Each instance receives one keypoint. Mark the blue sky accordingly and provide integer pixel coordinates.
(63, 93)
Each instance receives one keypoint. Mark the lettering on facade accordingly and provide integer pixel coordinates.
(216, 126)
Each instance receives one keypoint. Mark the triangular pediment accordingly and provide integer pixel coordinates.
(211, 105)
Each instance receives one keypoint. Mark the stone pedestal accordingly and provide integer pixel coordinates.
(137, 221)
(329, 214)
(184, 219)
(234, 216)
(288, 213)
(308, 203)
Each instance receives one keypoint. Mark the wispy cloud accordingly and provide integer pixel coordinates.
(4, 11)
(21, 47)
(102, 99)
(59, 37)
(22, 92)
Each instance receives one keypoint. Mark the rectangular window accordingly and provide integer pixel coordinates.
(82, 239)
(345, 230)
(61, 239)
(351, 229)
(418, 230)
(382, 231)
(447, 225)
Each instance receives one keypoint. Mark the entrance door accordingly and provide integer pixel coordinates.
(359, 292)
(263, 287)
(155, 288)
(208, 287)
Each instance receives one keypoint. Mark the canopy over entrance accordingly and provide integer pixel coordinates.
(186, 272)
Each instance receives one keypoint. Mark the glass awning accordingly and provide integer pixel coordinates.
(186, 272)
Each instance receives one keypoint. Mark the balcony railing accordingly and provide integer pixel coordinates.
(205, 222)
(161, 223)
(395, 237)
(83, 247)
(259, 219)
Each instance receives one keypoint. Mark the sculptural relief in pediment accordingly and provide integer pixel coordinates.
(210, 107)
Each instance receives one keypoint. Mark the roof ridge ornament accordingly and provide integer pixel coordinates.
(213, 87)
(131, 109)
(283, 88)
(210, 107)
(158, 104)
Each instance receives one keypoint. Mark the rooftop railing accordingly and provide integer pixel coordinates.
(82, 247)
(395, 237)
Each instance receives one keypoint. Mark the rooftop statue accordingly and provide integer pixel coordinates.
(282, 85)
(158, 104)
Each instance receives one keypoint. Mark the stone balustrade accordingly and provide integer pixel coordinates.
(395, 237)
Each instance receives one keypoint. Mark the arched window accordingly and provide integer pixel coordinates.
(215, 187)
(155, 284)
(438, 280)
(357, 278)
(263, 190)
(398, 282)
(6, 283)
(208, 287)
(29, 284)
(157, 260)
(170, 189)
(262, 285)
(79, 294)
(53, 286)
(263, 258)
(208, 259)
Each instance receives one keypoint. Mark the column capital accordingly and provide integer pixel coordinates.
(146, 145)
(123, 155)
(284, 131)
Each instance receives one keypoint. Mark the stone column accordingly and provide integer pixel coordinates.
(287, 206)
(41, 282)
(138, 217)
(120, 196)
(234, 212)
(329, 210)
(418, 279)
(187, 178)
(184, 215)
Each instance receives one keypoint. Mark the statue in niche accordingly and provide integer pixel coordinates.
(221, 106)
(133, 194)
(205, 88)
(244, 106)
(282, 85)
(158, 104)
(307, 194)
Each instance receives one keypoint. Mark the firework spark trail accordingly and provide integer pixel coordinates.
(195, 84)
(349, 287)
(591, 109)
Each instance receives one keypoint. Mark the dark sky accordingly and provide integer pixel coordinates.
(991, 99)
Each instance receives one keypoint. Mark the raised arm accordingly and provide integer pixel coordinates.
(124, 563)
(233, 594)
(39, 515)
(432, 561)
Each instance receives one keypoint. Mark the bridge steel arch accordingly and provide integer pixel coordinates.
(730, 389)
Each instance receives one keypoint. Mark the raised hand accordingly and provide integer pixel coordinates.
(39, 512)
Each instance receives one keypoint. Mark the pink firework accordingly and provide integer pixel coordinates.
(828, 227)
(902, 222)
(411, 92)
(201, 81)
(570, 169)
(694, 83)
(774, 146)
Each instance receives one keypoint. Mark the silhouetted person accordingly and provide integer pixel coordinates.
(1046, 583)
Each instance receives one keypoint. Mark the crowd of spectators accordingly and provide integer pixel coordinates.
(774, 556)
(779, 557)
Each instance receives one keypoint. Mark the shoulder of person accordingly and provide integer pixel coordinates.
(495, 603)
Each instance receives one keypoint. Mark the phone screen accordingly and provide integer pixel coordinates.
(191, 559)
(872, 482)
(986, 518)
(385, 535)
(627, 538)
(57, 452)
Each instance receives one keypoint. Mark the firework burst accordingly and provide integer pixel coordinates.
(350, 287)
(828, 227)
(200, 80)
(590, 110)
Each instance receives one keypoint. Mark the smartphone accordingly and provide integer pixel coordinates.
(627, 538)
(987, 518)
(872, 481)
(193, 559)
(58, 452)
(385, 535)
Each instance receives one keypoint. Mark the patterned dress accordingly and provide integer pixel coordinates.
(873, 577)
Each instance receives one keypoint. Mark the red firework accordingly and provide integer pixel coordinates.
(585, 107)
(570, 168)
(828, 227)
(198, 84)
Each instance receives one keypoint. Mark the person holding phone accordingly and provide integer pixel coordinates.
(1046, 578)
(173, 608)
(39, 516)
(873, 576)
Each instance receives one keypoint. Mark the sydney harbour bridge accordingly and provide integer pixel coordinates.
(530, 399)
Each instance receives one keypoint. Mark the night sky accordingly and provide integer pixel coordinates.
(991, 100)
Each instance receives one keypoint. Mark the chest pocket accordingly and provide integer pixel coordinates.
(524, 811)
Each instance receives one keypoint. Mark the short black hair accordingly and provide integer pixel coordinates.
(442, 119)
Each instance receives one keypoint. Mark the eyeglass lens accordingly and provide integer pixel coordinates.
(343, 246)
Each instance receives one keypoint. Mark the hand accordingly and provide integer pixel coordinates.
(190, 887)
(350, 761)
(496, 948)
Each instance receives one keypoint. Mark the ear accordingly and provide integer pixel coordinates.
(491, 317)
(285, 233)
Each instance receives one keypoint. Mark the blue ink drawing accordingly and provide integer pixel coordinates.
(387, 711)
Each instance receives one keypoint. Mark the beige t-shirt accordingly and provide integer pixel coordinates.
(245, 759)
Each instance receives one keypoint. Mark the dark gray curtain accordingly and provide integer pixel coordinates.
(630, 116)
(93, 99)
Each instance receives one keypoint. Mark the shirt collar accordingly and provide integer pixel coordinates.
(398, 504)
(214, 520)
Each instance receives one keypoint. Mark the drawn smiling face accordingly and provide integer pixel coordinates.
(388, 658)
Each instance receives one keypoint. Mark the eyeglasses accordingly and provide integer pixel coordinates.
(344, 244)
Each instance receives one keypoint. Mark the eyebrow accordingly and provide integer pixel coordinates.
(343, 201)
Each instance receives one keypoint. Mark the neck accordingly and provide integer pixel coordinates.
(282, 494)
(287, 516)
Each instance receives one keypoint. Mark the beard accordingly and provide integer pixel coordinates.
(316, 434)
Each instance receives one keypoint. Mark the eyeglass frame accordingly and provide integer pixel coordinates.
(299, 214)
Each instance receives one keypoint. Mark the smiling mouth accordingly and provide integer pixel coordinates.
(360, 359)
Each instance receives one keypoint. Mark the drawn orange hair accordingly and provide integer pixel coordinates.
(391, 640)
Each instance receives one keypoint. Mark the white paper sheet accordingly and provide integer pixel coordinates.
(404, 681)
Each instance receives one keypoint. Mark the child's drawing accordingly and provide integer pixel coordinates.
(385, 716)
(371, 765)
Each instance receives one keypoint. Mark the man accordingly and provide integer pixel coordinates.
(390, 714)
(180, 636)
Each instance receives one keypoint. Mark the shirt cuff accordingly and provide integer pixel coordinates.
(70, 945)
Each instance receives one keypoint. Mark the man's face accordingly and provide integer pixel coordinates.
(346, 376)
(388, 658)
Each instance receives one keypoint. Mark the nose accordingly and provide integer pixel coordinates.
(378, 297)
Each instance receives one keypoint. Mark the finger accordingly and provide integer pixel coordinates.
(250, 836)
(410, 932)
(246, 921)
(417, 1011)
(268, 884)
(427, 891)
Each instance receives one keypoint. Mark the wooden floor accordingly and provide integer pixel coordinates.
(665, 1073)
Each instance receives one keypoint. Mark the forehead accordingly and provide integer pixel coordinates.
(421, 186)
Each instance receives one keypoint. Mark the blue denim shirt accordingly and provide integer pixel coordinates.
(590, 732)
━━━━━━
Short exercise
Give the lines exactly as they stand, from the line with "Each instance receives one keypoint. Mark the white" through the end of the material.

Answer for the task
Each instance receives one keypoint. Mark the white paper sheet accordingly and provide integer pixel coordinates.
(404, 681)
Each instance receives one keypoint. Mark the child's drawing accordingly and provide integer pixel coordinates.
(385, 716)
(371, 765)
Each instance receives one keypoint. Mark the man accordingly and provide integer pixel coordinates.
(390, 714)
(180, 636)
Each instance receives one keypoint. Mark the shirt cuff accordingly and provide integer pixel coordinates.
(70, 945)
Each instance receives one keypoint. Mark the man's face accordingly and provide integer pixel coordinates.
(346, 376)
(388, 658)
Each instance receives one keypoint. Mark the nose accordingly and provide integer pixel coordinates.
(378, 297)
Each instance receives one keypoint. Mark the finger accordingly and provide integer pixel coordinates.
(250, 836)
(410, 932)
(246, 921)
(417, 1011)
(268, 884)
(427, 891)
Each instance receives one keypoint. Mark the wooden floor accordingly and provide integer pixel coordinates.
(665, 1073)
Each instance receives one keypoint. Mark the forehead accordingly and provide integer pixel coordinates.
(421, 186)
Each instance receives one keypoint. Mark the blue denim shirt accordingly and provide integer pixel coordinates.
(590, 732)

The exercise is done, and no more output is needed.